Texto proporcionado:
************

Vista de la exposición de Ibon Aranberri en la galería Elba Benítez

Galería Elba Benítez. San Lorenzo, 11. Madrid. Hasta mediados de abril. De 10.000 a 70.000€

Ocho años han pasado desde que Ibon Aranberri (Deba, 1969) expuso individualmente en Madrid por última y hasta ahora única vez, en la galería Pepe Cobo (2007). Y aunque en este tiempo ha mostrado su trabajo en el Monasterio de Silos (2010), en la Fundació Tàpies (2011) y en algunas colectivas, la expectación era grande y lógica, tratándose de un creador que se adentra con cierto riesgo en complejidades poco acostumbradas, tanto en sus indagaciones históricas como en la formalización de las mismas. La trayectoria internacional de Aranberri fue meteórica en la pasada década, a partir de su participación en Manifesta 4 (Frankfurt, 2002) y en la Documenta de Kassel (2007), luego optó por un perfil más bajo, dosificando sus apariciones y dedicándose a la enseñanza. En 2014 regresó con una pequeña muestra en la Secession de Viena que obedecía a un planteamiento similar al que encontramos aquí: la resignificación de sus propias obras.

************

Datos para revisar:
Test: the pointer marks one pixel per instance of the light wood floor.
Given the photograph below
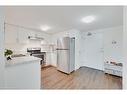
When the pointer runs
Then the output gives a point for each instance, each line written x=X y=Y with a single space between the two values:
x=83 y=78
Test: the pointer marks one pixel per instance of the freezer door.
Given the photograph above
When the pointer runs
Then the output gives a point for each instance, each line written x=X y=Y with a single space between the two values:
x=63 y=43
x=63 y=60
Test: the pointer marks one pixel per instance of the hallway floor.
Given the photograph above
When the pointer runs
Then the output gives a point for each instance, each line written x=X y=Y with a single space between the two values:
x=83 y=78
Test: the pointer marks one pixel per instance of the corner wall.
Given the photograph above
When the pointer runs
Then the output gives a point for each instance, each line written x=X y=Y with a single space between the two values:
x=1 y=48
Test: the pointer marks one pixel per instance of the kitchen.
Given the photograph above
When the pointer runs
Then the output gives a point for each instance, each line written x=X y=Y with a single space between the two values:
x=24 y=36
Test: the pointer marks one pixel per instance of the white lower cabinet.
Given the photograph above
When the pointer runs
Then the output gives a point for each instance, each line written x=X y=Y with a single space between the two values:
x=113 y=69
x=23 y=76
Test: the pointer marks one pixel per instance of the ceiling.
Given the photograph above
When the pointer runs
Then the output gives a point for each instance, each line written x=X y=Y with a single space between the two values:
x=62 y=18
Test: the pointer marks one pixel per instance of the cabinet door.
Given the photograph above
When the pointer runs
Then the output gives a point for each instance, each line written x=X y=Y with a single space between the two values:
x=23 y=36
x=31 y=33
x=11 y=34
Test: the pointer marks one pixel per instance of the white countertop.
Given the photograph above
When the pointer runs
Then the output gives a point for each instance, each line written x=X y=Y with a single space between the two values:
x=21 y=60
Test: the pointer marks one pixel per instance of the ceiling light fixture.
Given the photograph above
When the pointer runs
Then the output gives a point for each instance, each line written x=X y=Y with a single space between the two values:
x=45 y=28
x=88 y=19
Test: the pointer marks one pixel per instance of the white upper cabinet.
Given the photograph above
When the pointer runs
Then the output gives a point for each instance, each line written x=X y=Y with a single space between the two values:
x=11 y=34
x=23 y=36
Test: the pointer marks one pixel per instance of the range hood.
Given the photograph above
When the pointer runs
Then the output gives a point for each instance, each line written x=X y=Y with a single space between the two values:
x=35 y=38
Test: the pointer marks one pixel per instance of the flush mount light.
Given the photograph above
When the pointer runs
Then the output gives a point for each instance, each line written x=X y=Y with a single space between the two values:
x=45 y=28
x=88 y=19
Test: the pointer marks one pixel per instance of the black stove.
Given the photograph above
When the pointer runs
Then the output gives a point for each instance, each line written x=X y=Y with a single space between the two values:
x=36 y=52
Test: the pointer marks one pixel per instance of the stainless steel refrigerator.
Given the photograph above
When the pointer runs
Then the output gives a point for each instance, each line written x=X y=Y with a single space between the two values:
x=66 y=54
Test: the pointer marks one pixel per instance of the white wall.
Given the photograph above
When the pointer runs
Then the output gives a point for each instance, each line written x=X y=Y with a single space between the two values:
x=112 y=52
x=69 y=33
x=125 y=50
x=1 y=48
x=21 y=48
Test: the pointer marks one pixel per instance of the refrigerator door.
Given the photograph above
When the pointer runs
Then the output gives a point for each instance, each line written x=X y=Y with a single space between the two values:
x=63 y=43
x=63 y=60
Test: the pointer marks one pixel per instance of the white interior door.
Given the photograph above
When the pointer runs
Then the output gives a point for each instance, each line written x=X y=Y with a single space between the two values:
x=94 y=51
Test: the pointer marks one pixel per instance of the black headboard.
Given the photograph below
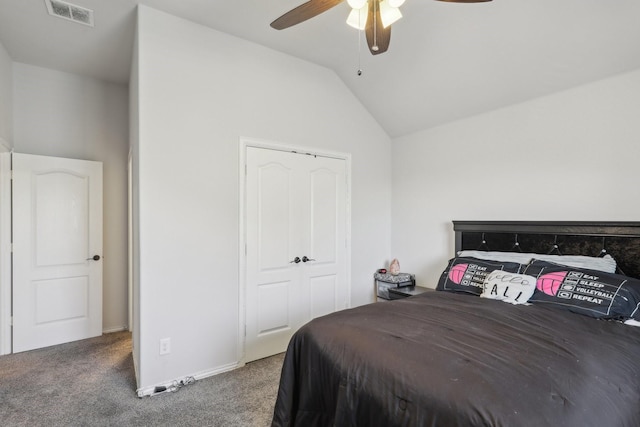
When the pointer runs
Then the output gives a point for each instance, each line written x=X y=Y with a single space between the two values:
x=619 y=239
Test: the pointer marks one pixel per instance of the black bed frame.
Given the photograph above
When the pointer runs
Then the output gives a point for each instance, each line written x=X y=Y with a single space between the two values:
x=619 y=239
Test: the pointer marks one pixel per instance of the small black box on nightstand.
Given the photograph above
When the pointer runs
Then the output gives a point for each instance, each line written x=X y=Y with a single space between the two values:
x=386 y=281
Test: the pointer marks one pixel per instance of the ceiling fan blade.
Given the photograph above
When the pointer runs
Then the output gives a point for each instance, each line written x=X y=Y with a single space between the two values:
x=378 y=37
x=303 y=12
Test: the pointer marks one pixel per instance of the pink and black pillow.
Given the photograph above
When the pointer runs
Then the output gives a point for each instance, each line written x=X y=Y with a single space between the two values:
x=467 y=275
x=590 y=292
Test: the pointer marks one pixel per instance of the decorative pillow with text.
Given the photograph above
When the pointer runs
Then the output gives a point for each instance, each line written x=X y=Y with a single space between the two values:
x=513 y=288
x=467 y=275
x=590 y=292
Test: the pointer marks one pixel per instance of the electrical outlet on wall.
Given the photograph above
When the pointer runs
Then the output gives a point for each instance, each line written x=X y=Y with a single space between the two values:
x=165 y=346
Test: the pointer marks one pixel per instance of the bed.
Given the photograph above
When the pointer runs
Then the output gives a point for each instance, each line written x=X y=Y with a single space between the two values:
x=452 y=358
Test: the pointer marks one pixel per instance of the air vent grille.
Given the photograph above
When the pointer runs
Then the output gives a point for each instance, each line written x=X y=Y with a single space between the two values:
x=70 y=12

************

Tareas y ejercicios:
(1) Responde a estas preguntas sobre el texto de la exposición de Ibon Aranberri:
(a) ¿En qué galería expuso Aranberri individualmente en Madrid en 2007?
(b) ¿En qué ciudad se celebró Manifesta 4?
(c) ¿Dónde presentó Aranberri una pequeña muestra en 2014?
(2) Continúa el texto sobre la exposición de Ibon Aranberri a partir de su última oración.
Los ítems no tienen ningún papel en esto.

Respuestas por ítem:
(1)
(a) En la galería Pepe Cobo.
(b) En Frankfurt.
(c) En la Secession de Viena.

(2)
Para Aranberri la exposición es siempre una instalación (él repudia el término) en la que las obras se transforman a través de la relación con el espacio y con los dispositivos expositivos como en sus interacciones semánticas. Elba Benítez, por su parte, concibe su galería como un laboratorio en el que mostrar no sólo obras acabadas sino también procesos artísticos. Con esas premisas, es perfectamente lícito que el artista reelabore trabajos anteriores con intención experimental y autorreferencial.



El problema no es tanto que la mitad de lo expuesto ya se hubiera visto: es sobre todo que las fotografías tienen poca entidad como piezas individuales, sin alcanzar a conformar un cúmulo con vuelo plástico y/o peso documental. Muchas de las fotografías de las iglesias o monumentos desmontados y reconstruidos en otro lugar ya estuvieron en Gramática de Meseta (Silos) y, formando parte de un diaporama, en Organigrama (Barcelona). En ambas, las imágenes se disponían sobre estructuras con mucho de escultórico de las que ha prescindido aquí, dejando a las inexpresivas (es intencionado; las encarga a profesionales de la construcción) fotografías la difícil tarea de defenderse por sí solas.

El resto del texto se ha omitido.